→ **EXCERPT TO READ**
********************

The chemical structures of karrikins and strigolactones share a common butenolide moiety (18) (Figs. 1 and 2A), and the F-box protein MORE AXILLARY BRANCHES 2 (MAX2) is implicated as a downstream target for signaling by both karrikins and strigolactones (8). Although DAD2 possesses low but measurable hydrolase activity against the potent synthetic strigolactone analog GR24 (15), KAI2 lacks detectable hydrolase activity against karrikins, GR24, and synthetic α/β-hydrolase substrates including paranitrophenyl acetate and paranitrophenyl myristate (10). A recent crystal structure of apo-DAD2 confirmed the evolutionary linkage within the α/β-hydrolase superfamily but lacked a structural explanation for strigolactone perception (15).

Fig. 1.

********************

[Natural language descriptions of regions]
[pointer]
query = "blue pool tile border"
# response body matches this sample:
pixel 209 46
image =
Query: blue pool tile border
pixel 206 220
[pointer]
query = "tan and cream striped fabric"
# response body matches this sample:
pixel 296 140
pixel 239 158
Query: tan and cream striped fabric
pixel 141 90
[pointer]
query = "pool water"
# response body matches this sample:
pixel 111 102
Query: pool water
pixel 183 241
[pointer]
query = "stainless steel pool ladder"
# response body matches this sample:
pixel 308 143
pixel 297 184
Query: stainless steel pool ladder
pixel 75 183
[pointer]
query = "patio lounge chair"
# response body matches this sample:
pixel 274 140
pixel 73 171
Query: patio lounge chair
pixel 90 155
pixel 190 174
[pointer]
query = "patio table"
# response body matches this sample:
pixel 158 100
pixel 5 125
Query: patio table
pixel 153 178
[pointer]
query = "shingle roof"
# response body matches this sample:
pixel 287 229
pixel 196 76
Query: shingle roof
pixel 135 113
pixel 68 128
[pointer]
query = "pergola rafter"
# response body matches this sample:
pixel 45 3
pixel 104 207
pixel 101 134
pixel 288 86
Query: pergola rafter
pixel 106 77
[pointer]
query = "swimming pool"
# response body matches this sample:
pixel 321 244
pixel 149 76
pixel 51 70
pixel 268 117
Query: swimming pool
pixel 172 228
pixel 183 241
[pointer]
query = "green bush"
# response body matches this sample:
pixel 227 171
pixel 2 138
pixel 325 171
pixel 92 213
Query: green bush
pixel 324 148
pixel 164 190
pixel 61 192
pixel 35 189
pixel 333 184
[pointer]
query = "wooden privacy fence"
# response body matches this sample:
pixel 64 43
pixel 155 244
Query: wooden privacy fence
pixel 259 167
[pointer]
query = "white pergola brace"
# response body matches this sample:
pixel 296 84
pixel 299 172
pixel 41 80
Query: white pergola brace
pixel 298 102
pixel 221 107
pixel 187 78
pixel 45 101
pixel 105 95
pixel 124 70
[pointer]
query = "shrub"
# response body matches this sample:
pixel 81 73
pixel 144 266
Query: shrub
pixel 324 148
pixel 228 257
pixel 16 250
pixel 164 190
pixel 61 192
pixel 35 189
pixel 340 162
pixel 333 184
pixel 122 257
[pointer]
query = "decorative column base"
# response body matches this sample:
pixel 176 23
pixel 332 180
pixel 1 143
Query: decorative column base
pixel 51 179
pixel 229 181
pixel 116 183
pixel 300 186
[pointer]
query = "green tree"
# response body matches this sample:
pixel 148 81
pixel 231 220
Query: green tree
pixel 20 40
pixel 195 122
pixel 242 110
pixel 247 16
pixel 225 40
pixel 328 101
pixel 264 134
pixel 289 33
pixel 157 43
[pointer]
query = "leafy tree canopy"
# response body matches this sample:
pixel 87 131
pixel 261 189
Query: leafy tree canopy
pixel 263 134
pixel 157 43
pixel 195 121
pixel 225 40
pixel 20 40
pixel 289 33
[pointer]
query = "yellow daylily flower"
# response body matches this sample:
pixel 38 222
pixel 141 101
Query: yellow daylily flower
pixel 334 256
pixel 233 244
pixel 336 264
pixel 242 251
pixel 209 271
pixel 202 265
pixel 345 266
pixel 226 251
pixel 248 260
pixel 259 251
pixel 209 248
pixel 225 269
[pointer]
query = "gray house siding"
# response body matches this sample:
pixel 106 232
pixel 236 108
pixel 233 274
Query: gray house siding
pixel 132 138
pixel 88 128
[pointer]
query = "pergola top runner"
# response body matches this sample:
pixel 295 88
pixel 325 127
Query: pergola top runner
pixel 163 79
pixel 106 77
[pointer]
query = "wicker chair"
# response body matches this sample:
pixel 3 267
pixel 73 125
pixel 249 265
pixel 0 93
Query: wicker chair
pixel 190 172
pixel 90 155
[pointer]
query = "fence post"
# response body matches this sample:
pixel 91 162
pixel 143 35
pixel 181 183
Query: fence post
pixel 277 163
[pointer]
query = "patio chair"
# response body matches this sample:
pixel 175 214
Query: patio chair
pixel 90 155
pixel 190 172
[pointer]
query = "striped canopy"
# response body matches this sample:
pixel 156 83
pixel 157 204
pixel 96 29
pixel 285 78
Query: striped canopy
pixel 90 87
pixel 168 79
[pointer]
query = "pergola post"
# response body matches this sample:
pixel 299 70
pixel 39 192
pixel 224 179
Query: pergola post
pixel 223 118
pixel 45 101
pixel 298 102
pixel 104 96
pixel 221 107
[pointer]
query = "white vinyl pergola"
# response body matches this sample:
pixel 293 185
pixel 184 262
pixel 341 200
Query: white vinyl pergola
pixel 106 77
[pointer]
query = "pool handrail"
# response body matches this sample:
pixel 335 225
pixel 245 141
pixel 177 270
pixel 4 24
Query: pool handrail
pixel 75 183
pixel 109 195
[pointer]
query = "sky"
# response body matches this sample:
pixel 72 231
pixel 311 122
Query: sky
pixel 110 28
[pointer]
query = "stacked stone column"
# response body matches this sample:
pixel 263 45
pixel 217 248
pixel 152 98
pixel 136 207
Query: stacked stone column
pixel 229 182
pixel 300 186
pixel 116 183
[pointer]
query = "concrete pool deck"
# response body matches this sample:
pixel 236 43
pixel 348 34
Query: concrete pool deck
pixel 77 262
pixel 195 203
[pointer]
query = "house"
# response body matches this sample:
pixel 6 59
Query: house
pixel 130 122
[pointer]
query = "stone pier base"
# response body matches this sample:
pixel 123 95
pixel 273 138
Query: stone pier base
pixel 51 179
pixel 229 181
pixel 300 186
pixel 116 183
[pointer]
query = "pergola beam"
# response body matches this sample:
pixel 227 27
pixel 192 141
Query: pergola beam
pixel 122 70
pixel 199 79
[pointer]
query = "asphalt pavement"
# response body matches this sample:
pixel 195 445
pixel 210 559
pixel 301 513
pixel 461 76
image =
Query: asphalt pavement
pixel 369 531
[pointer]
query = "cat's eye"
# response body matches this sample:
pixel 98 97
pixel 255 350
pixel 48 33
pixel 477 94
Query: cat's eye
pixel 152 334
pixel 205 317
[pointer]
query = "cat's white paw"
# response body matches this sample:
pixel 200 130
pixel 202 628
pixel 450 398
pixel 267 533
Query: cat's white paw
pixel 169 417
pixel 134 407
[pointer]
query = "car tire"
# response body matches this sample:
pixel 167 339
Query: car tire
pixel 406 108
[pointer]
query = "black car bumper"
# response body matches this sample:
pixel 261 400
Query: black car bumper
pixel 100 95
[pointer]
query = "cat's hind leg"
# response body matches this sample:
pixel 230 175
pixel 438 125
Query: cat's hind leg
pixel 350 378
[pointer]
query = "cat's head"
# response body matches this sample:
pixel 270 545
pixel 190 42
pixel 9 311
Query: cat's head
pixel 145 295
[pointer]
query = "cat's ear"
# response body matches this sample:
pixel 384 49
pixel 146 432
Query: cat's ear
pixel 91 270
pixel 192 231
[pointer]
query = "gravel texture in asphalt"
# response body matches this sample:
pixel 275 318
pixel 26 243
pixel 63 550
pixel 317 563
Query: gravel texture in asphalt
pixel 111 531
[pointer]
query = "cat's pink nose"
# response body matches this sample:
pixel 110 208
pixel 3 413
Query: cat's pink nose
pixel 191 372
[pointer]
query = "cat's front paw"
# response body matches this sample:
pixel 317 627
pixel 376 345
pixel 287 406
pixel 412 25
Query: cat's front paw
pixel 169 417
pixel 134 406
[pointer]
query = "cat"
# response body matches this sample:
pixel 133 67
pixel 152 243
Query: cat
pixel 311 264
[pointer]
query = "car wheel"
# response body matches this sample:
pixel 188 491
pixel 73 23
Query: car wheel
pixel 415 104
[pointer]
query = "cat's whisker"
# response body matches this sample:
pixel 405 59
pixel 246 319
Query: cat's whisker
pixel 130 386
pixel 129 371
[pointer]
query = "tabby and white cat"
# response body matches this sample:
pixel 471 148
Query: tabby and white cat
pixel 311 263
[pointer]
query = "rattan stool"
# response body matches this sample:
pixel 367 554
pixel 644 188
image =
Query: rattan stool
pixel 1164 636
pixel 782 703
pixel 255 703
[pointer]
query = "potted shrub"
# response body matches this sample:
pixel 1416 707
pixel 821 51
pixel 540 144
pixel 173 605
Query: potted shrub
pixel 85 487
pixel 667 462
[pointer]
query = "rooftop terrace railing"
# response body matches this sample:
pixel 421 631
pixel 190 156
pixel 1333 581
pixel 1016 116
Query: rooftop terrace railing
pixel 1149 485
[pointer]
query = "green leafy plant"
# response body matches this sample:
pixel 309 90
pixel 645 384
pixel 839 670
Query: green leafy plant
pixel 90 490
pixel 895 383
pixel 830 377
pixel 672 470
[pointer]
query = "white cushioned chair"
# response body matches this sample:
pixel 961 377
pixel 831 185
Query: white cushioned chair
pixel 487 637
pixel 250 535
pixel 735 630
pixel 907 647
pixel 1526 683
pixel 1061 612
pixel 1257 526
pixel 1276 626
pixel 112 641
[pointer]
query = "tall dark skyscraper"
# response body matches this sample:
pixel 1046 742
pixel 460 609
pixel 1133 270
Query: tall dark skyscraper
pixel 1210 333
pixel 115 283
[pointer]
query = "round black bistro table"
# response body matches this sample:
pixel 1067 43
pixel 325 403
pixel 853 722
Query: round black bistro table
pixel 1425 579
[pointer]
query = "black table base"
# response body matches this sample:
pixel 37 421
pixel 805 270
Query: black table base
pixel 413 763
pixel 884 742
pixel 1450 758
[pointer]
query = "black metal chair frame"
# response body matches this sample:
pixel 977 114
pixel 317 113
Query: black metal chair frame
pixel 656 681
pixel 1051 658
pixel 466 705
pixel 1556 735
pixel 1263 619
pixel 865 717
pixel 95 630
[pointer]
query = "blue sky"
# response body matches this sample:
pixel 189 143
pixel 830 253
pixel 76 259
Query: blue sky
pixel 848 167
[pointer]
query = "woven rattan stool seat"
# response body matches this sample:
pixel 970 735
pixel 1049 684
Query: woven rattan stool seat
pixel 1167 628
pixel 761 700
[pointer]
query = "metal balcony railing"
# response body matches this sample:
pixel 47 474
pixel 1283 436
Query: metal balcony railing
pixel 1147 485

********************

→ **APPLY WHAT YOU READ**
• 1. In the excerpt on karrikin and strigolactone signaling, which F-box protein is implicated as a downstream target for signaling by both compounds?
• 2. Continue the excerpt on karrikin and strigolactone signaling from where it stops.

→ **RESULTS FOR EACH TASK**
• 1. MORE AXILLARY BRANCHES 2 (MAX2).

• 2.
Chemical structures of karrikins and synthetic strigolactone analog GR24. Karrikin activities were evaluated using Solanum orbiculatum and half maximal effective concentration (EC₅₀) values are shown in parentheses (18). The standard atom numbers for KAR₁ and GR24 are colored blue; the butenolide ring of KAR₁ is colored red. The butenolide rings of GR24, C and D, are colored green and pink, respectively.

Fig. 2.

Binding of KAR₁ to KAI2. (A) The chemical structure of KAR₁ and the KAI2-bound KAR₁ ligand as color-coded sticks, including a simulated annealing omit 2F_o-F_c electron-density map contoured at 0.7 σ and calculated at 1.35 Å resolution. (B) KAI2 chemical-shift perturbations induced by the addition of KAR₁. The ¹H-¹⁵N HSQC spectra of 1.4 mM KAI2 were recorded in the absence (blue) and presence (orange) of 7 mM KAR₁. Arrows denote shifted ¹H-¹⁵N cross peaks associated with KAR₁ binding. (C) KAR₁ fluorescence-based binding assay for KAR₁ ligand recognition by KAI2. A single binding site model was assumed for the KAI2–KAR₁ interaction and fit as described in Methods.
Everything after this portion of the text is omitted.